• [Instructions for the task] Please reproduce, exactly and with nothing else, every line from the one containing "Please mark the hood" through the last line of the records below.

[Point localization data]
________________________________________

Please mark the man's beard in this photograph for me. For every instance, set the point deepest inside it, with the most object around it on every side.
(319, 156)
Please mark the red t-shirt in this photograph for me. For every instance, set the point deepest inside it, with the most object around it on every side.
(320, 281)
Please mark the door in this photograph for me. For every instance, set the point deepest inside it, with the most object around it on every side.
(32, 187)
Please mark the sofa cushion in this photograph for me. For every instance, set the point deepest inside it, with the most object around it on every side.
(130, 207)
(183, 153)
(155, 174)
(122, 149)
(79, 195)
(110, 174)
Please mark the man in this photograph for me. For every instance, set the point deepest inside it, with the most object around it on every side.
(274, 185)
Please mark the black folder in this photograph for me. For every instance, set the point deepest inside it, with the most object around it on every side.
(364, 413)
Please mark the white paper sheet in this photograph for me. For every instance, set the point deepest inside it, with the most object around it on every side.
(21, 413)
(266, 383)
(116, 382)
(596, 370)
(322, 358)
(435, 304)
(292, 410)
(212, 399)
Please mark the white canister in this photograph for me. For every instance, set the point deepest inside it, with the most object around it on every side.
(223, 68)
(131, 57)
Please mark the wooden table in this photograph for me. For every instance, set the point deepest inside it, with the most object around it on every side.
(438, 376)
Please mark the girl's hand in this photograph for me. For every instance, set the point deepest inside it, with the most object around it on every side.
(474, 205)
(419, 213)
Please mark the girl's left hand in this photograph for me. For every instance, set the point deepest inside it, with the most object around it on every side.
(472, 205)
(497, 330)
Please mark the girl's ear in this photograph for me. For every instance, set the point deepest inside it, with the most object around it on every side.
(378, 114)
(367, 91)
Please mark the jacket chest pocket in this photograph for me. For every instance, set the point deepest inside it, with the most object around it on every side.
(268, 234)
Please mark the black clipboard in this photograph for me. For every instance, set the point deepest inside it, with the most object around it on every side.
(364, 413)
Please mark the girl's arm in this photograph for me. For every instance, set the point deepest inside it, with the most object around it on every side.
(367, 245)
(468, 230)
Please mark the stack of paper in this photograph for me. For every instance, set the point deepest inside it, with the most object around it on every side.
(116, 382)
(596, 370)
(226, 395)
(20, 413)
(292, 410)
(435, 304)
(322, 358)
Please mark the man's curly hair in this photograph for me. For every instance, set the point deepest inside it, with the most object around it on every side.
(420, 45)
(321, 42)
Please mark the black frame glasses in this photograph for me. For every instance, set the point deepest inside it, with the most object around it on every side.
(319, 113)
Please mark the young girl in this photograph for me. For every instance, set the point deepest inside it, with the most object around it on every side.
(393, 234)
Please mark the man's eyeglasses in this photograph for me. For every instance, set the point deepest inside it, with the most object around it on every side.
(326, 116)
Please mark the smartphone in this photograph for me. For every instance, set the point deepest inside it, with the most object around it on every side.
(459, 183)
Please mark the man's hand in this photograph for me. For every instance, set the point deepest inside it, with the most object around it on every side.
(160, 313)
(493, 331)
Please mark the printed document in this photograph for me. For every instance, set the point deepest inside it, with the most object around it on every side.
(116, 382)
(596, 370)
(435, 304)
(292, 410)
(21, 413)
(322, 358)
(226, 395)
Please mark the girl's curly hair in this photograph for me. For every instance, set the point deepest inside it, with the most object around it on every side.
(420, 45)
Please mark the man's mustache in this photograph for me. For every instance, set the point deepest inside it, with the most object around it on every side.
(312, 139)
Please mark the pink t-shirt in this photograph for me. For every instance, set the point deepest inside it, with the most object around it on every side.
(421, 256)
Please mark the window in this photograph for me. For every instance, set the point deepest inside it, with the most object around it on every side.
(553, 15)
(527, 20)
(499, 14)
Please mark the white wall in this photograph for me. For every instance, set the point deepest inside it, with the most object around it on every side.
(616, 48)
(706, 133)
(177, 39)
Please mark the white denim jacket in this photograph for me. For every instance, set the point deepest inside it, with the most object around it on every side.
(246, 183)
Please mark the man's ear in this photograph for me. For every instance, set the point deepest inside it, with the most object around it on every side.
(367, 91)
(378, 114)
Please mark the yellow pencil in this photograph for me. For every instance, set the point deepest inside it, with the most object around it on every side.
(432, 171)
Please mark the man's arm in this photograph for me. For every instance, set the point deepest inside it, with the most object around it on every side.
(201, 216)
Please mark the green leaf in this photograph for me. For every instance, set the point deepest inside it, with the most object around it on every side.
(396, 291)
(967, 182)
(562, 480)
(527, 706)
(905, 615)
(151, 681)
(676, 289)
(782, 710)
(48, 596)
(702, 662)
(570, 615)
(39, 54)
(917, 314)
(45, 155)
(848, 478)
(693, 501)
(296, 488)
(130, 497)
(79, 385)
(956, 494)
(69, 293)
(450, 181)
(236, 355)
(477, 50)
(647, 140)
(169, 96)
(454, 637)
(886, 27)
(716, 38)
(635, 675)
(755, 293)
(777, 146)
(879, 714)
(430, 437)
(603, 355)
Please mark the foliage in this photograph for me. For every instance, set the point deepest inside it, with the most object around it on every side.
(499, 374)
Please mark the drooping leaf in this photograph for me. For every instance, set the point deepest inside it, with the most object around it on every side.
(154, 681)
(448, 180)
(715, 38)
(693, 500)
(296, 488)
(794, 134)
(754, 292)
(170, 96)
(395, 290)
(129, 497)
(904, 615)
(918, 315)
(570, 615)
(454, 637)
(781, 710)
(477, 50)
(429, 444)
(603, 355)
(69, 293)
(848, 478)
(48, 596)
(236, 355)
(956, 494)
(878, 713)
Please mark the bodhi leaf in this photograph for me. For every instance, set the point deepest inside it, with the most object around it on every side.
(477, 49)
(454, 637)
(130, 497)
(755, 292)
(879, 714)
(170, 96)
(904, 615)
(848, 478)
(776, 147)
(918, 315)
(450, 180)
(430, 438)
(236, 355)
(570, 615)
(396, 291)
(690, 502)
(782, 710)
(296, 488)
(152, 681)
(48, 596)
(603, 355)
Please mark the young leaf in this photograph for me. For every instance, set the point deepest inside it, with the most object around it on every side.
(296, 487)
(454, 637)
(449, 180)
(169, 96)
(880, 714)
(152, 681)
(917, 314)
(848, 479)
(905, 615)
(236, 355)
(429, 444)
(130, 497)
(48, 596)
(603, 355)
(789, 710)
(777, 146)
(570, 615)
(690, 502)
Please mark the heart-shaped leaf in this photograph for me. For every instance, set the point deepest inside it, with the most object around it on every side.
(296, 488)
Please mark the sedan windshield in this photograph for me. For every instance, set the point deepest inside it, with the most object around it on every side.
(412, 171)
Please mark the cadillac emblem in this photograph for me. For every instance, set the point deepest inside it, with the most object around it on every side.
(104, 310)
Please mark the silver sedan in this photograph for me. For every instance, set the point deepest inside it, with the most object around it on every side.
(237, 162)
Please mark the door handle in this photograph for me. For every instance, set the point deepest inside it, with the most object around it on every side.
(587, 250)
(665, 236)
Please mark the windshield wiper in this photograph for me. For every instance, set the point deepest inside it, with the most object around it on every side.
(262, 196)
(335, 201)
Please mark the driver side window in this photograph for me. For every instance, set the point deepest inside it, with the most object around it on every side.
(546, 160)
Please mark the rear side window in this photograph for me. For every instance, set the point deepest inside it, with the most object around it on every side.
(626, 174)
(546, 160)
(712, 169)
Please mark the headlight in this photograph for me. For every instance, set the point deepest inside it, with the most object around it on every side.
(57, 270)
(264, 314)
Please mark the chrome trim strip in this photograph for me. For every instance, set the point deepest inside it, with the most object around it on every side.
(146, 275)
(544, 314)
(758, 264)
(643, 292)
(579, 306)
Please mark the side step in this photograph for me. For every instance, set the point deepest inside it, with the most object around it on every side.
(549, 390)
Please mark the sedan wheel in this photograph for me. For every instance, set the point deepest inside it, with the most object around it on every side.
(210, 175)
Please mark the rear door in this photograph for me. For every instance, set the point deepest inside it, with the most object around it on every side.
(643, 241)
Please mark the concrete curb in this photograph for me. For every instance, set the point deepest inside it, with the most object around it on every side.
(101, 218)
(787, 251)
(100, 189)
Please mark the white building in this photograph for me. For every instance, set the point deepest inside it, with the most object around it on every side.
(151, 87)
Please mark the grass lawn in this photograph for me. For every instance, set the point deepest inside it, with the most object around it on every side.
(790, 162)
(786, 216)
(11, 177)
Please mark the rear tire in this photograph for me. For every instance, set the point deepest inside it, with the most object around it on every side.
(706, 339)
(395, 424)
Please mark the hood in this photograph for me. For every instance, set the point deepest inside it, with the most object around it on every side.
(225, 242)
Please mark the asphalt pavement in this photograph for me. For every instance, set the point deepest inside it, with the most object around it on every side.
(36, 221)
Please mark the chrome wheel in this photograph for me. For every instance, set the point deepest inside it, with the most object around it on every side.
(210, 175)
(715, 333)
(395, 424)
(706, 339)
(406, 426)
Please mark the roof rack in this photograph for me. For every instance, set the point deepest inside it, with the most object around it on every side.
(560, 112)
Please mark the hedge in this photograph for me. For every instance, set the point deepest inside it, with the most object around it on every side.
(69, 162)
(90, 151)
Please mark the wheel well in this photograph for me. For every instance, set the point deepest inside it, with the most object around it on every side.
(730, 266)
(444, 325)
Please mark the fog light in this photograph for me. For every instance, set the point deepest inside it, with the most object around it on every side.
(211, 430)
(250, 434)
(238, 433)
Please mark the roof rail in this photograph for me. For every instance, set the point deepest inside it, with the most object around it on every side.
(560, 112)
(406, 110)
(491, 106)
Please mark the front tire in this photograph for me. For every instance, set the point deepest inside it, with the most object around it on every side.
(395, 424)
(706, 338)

________________________________________

• [Answer space]
Please mark the hood in this photograph for me. For every instance, set the point deepest inside it, with the most object around it on every side.
(225, 242)
Please mark the asphalt pavement in this photograph for me. For every instance, set the point deepest inside it, with the most object around it on every side.
(36, 221)
Please mark the chrome wheel in this photograph for me. For every instance, set the point deepest inside it, with the most object around it on every side.
(210, 175)
(715, 333)
(395, 424)
(706, 339)
(406, 426)
Please mark the roof rack in this photograph for me. For every instance, set the point deepest inside it, with the most object around it on every side.
(560, 112)
Please mark the hedge in this photograph for me. For every instance, set the point deepest inside it, with the most object around it on every side.
(69, 162)
(90, 151)
Please mark the wheel well in this photograph for me. For every instance, set the point deepest inside it, with the most object around it on every side.
(730, 266)
(444, 325)
Please mark the fog light in this photograph for me. For every instance, set the point deepest inside it, with the most object around it on every side.
(211, 430)
(250, 434)
(238, 433)
Please mark the roof rail in this photograph for me. For every instance, set the point deepest inside it, with the most object around it on every side.
(560, 112)
(406, 110)
(491, 106)
Please mark the front tire in this photograph for me. For every instance, set the point deepest inside it, with the most object around it on every side.
(395, 424)
(706, 338)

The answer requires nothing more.